◆ Excerpted passage:
:::::
# DIY hood foam



## ky_longbow (Feb 24, 2010)

im sure this has been done by someone, it hit me yesterday as i was going thru my old quivers checking out the foam that needs to be replaced
all you need is plastic wrap and a can of the great stuff foam spray......

line the hood with the plastic wrap












fill the hood with the spray in foam, i took a piece of stiff plastic(piece of milkjug) and smoothed over the top of the faom, then let it sit







the foam has expanded and starting to harden


----------



## ky_longbow (Feb 24, 2010)

24 hours later pull the "plug" from the hood using the plastic wrap hanging out of the hood, and remove








trim off the excess






sand it flush while holding it in the hood







a little black paint, insert back in the quiver hood and readt to go








hey its not perfect, but its a temporary fix and didnt have to pay 6.00 shipping on a 5.00 piece of foam......


----------



## ngabowhunter (Feb 24, 2010)

That's a good idea. When I made my tube quiver, I bought one of those $4 sleeping pads from WalMart. I then cut out several discs and glued them together with some contact cement. Next time I will try using some of the spray foam.


----------



## Avid Archer (Feb 24, 2010)

Thats  pretty neat right there. I've thought about spraying foam directly into hood, but like your idea of using the plastic wrap. I have also heard of using a piece of pool noodle trimmed to fit.


----------



## Barry Duggan (Feb 24, 2010)
:::::
Position identification records:
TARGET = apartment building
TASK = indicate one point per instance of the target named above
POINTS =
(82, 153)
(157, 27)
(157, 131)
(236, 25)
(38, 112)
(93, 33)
:::::
◆ Goals:
[1] Reproduce the part of the hood foam thread that begins at the words "## Avid Archer" and stops after the words "Duggan (Feb 24, 2010)".
[2] In the hood foam thread, what did ngabowhunter use to glue the foam discs together?
[3] Write what comes next in the hood foam thread, starting after its final line.

◆ Results by task:
[1]
## Avid Archer (Feb 24, 2010)

Thats  pretty neat right there. I've thought about spraying foam directly into hood, but like your idea of using the plastic wrap. I have also heard of using a piece of pool noodle trimmed to fit.


----------



## Barry Duggan (Feb 24, 2010)

[2] Contact cement.

[3]
Now that's using your head. Reckon how many replacements one can of foam will make? We use it to make inserts for a bear target that you can no longer get store bought inserts for also.


----------



## BkBigkid (Feb 24, 2010)

Great Idea thanks for telling us of the trick, 
that will come in handy to know one day


----------



## hogdgz (Feb 24, 2010)

Cool, thanks for shareing this with us.


----------



## longbowdave1 (Feb 24, 2010)

great idea, i'll have to remember that trick!


----------



## SOS (Feb 24, 2010)

Another good fix is to save your old foam inserts, then when you wallow out a hole in one, cut some wedges about the right size from an old chunk of foam and use a little contact cement or Barges on it and stuff it in place.  Easy and works great.


----------



## deerjackie (Feb 27, 2011)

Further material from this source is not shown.